Extend the advice column exchange below, carrying on from the reply's last sentence.

TEXT PROVIDED: Begin

Dear Pulse,
I’m Kwame (35), married to Efua (33) for seven years. We’ve got two beautiful children and what used to be a deep, affectionate bond. But for the past year, our intimacy has dropped to almost nothing—sometimes we go two, three months without sex. When I bring it up, she says she’s tired, stressed, maybe even “not in the mood.” I started wondering if she’s still attracted to me.
It got to a point where I began distancing myself. I started sleeping in the spare room, spending evenings at the late-night kenkey spot with my boys, even thinking, “Maybe I should just walk away.”
My friends said I should get a sidechick but I know my wife would be broken if she finds out but I am also dying within. I need sex. What should I do?
– Kwame
Hello Kwame,
Thank you for sharing your predicament with us.
Your feelings are valid—feeling loved but no longer desired can cut deep, especially when months go by without intimacy.

TEXT PROVIDED: End
DATA FOR ANALYSIS: Begin

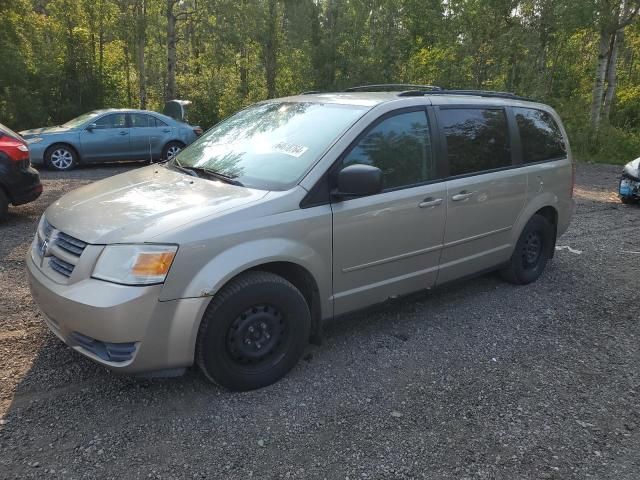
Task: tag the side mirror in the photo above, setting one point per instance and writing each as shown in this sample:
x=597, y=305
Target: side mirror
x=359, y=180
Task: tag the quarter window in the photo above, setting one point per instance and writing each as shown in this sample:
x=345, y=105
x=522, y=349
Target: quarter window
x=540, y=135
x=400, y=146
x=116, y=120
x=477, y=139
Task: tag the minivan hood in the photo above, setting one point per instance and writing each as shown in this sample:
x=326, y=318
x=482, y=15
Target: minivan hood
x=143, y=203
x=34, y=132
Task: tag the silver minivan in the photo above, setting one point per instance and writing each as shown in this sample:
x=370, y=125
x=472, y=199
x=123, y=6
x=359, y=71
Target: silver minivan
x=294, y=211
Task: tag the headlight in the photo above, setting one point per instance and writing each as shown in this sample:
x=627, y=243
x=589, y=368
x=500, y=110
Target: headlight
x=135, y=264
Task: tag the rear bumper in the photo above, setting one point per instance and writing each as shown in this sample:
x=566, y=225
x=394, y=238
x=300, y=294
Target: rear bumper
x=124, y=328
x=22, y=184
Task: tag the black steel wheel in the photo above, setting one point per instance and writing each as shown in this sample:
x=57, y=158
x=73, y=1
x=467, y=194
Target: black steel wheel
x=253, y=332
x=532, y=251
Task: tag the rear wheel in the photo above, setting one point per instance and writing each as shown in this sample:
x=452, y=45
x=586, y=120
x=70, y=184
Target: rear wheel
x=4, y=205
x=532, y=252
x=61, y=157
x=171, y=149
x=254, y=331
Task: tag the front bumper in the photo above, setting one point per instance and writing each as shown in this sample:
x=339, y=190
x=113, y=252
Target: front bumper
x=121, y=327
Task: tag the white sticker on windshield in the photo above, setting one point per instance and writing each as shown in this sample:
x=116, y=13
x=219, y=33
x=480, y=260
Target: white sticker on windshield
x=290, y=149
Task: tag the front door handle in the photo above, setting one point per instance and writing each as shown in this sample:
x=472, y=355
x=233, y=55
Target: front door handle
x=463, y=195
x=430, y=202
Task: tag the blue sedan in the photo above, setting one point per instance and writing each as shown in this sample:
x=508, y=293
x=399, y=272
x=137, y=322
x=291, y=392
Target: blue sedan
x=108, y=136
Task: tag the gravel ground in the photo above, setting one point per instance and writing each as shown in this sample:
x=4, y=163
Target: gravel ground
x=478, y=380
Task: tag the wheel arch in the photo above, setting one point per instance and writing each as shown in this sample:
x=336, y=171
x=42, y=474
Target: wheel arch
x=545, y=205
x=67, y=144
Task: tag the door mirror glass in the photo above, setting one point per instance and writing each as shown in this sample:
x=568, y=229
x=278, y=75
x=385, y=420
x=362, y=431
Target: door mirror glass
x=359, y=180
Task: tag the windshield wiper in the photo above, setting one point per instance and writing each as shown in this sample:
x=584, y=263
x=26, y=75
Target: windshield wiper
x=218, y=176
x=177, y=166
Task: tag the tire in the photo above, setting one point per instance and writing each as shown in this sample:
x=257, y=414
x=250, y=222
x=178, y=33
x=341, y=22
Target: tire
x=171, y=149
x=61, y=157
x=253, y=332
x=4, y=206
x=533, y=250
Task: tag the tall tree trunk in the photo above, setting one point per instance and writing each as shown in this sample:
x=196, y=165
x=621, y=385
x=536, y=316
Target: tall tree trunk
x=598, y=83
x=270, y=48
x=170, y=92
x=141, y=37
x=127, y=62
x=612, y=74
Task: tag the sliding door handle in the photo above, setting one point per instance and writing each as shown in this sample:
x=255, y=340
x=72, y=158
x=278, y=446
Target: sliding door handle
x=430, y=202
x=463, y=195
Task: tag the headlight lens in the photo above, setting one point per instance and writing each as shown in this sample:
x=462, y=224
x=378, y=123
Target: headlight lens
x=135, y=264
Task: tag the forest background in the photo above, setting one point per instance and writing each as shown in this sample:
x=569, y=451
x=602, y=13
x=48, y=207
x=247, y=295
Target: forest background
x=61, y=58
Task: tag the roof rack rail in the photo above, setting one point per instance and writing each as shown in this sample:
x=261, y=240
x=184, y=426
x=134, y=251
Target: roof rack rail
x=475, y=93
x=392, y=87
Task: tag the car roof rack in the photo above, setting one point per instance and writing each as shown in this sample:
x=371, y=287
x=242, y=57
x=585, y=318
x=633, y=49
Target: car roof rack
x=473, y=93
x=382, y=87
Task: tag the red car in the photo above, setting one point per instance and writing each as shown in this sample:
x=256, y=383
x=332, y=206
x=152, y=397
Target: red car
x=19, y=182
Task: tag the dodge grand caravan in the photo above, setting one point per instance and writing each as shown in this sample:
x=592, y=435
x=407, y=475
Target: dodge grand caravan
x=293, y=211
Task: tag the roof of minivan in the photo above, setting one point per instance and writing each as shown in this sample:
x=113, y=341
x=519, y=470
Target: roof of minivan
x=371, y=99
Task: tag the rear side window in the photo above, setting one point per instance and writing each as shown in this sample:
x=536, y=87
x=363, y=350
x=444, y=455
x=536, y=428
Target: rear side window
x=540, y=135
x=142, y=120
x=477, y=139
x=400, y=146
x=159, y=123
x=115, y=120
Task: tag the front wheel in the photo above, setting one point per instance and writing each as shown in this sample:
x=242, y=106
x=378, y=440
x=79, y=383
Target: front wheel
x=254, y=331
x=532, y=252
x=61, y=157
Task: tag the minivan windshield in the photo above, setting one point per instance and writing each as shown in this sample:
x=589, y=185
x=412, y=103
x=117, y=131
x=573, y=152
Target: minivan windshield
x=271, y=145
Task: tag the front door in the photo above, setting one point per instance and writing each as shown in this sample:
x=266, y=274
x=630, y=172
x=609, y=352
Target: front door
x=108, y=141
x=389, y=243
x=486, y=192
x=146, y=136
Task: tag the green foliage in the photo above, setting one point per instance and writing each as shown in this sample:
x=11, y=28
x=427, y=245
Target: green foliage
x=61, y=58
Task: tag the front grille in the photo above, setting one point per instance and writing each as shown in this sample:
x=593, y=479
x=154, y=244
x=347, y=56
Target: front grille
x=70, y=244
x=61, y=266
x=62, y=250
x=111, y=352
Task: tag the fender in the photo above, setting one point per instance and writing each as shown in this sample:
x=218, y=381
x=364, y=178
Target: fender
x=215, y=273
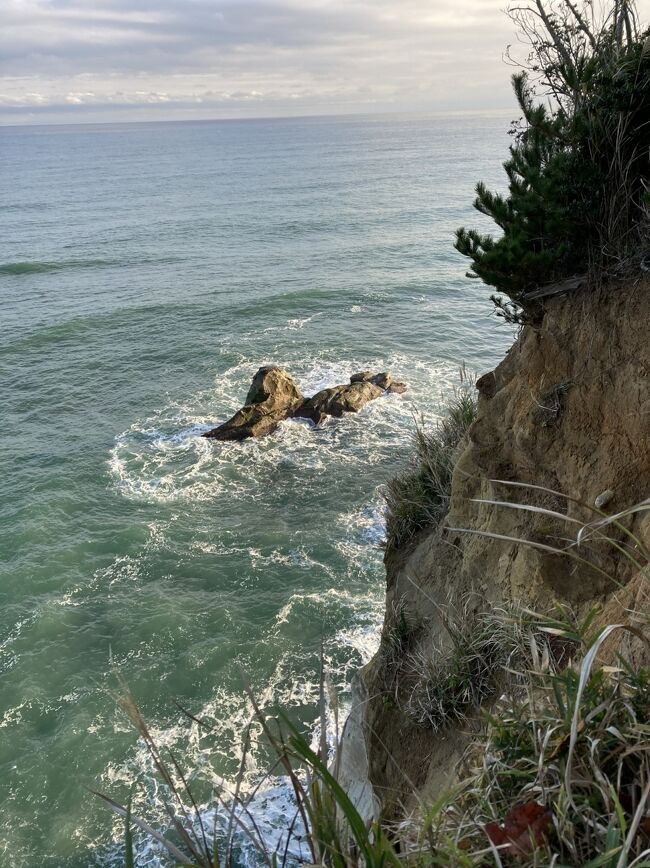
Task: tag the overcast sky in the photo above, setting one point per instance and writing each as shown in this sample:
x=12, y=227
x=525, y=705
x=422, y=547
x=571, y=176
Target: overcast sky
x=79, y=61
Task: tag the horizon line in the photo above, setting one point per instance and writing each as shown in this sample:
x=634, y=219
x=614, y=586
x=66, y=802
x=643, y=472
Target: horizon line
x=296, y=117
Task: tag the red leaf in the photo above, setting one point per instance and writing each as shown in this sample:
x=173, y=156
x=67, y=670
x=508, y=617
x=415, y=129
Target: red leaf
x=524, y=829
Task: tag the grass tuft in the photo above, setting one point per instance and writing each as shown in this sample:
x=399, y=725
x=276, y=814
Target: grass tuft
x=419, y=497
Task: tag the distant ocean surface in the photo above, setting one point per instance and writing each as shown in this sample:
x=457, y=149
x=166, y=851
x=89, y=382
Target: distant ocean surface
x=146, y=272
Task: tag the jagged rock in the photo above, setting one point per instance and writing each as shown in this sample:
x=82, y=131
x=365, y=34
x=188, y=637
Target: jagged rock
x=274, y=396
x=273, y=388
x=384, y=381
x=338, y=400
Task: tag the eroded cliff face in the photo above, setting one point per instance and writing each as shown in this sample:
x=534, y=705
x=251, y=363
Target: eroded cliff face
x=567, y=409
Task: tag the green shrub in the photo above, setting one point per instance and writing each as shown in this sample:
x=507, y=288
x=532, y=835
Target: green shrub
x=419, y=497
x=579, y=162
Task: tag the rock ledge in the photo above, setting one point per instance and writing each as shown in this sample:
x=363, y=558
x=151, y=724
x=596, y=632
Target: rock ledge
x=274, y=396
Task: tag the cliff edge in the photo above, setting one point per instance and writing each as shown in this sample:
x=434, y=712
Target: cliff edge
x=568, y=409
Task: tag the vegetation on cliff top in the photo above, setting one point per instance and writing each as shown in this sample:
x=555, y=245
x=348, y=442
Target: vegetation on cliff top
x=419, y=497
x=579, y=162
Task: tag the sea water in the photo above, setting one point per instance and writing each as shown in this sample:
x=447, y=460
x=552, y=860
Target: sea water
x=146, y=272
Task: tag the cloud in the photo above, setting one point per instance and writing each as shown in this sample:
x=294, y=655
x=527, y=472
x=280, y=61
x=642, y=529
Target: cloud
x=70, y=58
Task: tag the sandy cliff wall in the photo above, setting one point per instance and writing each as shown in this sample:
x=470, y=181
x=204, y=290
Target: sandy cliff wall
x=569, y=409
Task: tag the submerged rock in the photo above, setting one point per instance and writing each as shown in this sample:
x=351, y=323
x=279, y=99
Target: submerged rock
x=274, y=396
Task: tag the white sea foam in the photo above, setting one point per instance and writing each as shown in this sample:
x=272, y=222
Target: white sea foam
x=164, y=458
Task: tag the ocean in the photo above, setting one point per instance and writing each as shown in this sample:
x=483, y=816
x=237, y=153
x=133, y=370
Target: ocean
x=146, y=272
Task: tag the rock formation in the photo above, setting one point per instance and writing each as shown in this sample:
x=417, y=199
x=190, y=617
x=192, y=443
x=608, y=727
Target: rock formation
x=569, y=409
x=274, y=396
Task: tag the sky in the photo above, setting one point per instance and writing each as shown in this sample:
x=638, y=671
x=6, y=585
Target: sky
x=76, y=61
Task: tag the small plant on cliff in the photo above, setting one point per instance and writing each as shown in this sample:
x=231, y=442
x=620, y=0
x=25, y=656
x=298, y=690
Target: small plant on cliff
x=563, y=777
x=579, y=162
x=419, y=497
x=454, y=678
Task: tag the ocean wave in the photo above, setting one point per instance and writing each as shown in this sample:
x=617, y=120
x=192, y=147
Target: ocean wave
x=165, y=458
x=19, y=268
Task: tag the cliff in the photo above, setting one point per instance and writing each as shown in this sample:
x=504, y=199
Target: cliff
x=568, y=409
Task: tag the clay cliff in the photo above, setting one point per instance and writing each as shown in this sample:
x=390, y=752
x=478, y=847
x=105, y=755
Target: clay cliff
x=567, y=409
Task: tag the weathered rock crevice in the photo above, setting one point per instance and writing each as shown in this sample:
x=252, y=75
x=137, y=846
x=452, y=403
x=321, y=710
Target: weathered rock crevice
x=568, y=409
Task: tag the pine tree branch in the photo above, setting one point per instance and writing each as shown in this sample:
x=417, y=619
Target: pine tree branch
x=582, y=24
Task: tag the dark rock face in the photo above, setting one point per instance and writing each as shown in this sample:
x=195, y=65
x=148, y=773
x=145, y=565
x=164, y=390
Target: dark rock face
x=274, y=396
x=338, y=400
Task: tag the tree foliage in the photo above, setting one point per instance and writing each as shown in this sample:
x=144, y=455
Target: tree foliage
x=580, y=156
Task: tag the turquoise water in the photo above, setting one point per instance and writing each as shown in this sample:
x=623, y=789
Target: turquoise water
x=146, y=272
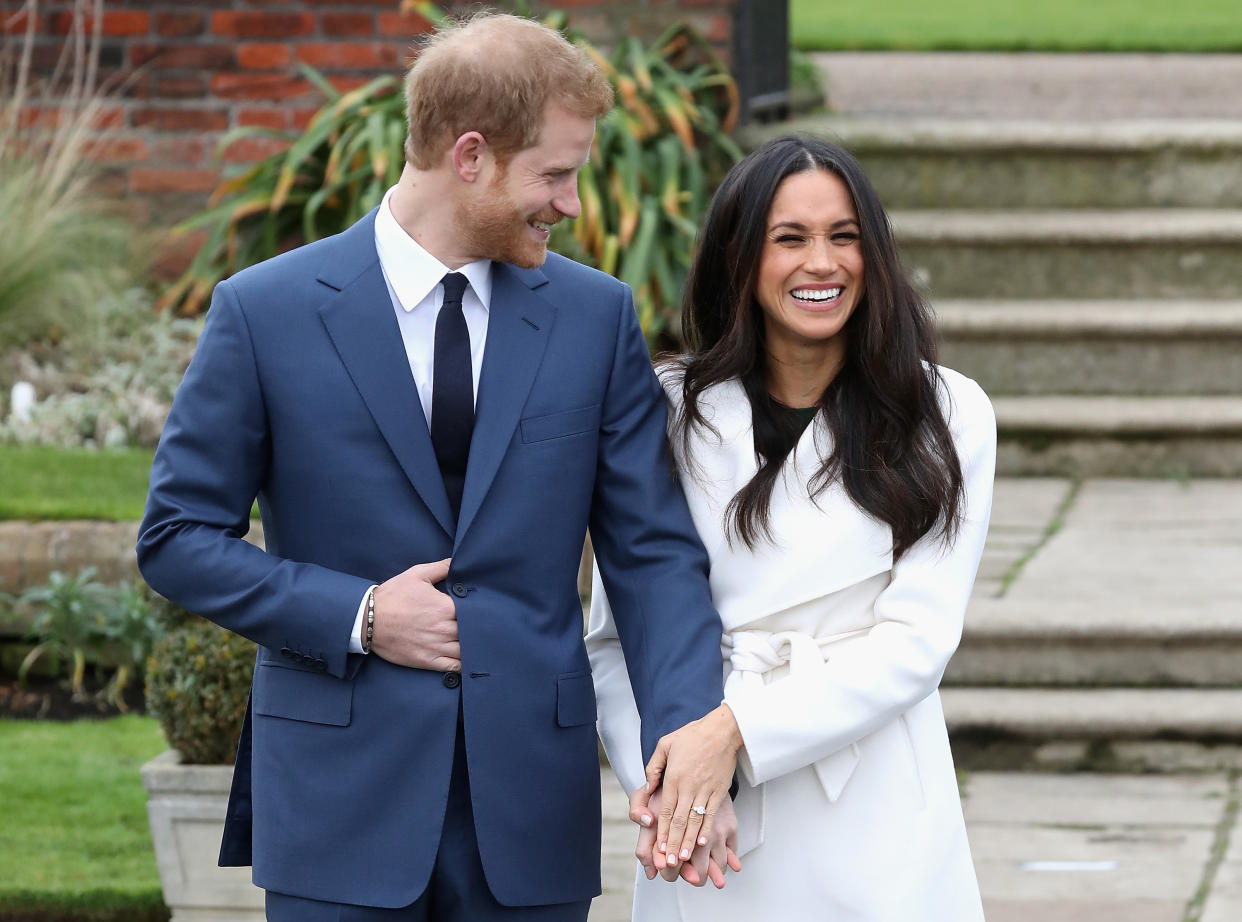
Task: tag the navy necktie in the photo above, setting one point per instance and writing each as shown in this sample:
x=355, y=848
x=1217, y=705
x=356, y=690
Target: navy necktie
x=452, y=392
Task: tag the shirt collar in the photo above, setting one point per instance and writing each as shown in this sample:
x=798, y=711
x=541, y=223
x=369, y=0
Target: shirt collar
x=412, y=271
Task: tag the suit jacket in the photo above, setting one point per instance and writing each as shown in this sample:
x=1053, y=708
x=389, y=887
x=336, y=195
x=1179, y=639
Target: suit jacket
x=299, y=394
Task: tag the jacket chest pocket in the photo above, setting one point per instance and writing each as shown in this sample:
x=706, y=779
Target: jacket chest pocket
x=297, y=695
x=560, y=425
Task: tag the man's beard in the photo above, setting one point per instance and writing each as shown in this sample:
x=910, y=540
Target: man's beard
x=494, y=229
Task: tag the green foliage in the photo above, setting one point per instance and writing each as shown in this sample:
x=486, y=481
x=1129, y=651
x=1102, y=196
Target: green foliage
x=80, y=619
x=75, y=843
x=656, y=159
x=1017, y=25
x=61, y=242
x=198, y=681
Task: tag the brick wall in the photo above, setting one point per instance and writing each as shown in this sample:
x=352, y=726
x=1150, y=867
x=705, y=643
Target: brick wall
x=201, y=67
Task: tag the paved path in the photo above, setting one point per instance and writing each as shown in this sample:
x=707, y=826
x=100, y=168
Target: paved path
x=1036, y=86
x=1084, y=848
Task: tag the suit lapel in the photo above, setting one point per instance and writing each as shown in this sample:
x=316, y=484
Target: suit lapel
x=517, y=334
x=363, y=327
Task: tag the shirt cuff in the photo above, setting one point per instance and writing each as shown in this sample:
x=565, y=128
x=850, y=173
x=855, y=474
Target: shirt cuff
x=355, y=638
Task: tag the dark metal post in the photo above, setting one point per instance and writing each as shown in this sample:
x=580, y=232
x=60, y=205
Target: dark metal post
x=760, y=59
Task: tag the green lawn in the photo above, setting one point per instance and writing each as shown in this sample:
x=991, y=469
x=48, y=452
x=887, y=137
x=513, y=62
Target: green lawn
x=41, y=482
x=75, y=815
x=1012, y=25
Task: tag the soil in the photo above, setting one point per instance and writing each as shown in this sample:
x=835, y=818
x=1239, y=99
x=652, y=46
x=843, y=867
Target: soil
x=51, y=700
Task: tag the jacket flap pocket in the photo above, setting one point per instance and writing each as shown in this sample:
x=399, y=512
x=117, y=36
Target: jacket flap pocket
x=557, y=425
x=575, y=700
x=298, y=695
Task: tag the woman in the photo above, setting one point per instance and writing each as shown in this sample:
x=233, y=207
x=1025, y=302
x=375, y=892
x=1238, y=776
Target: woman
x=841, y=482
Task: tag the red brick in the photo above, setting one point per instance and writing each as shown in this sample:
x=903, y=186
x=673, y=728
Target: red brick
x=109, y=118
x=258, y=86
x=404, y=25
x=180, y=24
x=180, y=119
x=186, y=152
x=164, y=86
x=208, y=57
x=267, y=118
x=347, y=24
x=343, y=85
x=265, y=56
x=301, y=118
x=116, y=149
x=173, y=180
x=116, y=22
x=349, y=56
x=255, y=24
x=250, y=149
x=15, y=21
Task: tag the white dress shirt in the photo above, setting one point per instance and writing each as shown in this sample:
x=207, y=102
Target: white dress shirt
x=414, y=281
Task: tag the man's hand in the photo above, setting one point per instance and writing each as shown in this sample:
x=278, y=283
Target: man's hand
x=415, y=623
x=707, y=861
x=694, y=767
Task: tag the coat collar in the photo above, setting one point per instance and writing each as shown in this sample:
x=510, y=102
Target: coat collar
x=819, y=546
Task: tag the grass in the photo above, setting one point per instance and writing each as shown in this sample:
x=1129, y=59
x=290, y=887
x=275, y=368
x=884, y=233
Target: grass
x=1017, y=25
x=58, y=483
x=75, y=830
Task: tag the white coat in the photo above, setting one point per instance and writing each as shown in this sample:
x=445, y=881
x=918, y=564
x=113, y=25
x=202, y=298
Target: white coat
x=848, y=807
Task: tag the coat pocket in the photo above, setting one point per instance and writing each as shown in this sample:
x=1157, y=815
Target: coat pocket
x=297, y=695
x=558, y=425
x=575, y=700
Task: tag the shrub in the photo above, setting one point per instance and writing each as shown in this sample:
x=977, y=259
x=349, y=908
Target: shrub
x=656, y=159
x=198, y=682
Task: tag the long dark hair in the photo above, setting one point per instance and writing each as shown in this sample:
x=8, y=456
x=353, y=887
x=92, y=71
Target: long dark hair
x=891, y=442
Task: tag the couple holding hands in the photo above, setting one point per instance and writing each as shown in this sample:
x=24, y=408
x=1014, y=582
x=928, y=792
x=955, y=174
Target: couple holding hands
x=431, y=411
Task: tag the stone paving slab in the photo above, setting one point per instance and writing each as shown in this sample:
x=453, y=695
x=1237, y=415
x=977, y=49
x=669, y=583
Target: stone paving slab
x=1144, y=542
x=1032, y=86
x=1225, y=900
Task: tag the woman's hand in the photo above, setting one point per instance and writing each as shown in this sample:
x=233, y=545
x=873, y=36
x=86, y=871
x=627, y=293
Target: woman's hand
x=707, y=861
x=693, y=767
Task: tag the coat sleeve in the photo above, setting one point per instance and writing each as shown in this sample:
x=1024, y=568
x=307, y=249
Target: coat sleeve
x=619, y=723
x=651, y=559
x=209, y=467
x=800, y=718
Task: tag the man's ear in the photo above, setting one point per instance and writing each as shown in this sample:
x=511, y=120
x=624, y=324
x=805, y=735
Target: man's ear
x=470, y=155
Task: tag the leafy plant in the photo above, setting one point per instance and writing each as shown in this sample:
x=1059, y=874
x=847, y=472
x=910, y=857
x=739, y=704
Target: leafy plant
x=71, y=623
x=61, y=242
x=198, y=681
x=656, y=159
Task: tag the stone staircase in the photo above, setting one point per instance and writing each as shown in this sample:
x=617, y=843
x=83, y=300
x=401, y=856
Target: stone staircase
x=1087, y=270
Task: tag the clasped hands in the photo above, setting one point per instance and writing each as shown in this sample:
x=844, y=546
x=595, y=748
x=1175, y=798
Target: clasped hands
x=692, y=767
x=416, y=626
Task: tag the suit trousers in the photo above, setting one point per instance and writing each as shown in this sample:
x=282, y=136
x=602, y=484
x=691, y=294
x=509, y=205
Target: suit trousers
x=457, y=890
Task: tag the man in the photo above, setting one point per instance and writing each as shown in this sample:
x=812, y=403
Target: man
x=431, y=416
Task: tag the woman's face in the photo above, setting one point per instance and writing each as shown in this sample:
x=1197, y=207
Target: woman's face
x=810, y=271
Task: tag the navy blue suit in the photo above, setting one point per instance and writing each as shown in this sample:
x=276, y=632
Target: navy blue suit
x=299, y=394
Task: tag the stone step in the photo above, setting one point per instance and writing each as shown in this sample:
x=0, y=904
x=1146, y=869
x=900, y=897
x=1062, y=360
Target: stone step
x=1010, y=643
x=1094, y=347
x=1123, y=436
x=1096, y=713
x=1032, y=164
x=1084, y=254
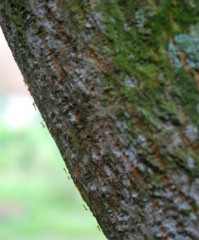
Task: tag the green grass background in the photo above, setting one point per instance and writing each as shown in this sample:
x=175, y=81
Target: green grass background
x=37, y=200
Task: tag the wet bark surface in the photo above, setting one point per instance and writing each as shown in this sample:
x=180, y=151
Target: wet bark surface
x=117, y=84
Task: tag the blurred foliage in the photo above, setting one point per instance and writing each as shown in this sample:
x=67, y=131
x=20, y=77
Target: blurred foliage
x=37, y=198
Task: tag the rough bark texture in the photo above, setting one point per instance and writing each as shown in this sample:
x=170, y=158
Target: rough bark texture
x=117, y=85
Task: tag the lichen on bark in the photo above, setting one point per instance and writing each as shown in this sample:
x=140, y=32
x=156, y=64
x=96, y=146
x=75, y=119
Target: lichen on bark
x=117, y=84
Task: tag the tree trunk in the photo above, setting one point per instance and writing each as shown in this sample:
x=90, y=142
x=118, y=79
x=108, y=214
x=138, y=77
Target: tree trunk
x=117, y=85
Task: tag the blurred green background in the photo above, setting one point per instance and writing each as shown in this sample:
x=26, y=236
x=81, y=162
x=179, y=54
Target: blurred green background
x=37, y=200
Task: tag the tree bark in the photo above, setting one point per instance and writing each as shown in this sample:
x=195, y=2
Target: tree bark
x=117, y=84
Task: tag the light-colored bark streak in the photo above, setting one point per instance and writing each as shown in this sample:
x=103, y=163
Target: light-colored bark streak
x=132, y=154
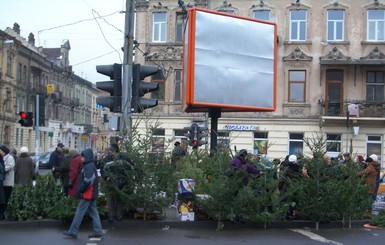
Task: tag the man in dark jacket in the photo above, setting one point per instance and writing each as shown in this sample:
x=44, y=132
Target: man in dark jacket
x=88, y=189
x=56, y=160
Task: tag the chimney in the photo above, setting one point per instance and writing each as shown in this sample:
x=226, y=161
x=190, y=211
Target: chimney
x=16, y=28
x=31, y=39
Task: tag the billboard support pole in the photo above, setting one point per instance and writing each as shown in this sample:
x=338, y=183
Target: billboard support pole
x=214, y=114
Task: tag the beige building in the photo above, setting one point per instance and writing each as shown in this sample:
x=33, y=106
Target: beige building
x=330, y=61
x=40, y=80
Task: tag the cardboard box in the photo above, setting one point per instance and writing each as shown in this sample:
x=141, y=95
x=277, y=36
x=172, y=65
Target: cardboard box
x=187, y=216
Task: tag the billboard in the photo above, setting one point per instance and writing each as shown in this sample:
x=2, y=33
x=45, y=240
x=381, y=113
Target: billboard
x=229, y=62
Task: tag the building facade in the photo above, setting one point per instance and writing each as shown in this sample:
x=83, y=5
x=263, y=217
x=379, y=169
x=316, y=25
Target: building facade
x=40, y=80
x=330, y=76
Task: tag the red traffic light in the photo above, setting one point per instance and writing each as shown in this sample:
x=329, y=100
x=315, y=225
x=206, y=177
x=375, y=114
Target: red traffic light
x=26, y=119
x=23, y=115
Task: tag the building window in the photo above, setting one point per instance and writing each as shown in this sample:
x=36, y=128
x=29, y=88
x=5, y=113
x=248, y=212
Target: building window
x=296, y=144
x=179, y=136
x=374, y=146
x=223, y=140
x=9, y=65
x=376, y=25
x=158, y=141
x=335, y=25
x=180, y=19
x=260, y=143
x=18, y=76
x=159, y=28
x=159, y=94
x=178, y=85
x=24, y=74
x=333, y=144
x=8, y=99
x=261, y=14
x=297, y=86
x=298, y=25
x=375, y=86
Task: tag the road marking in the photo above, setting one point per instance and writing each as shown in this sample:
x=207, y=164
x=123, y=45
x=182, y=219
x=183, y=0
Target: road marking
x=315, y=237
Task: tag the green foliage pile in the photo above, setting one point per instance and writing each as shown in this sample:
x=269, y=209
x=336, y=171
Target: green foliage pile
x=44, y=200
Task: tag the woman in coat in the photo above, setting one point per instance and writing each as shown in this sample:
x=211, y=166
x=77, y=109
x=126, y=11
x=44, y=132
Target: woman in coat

DATA FOR ANALYSIS: End

#### WRITTEN ANSWER:
But low libido often isn’t about us or you turning away—it’s about stress, fatigue from juggling work and kids, hormonal shifts, even things like sleep or thyroid issues, as Pulse Ghana has highlighted.
Before you consider walking away fully, try opening up gently: let her explain without blaming, hold hands in the evenings, support her with shared chores, and encourage a check‑in at the clinic. It may not restore your old spark, but with patience and care, you may find a different kind of closeness, one worth staying for.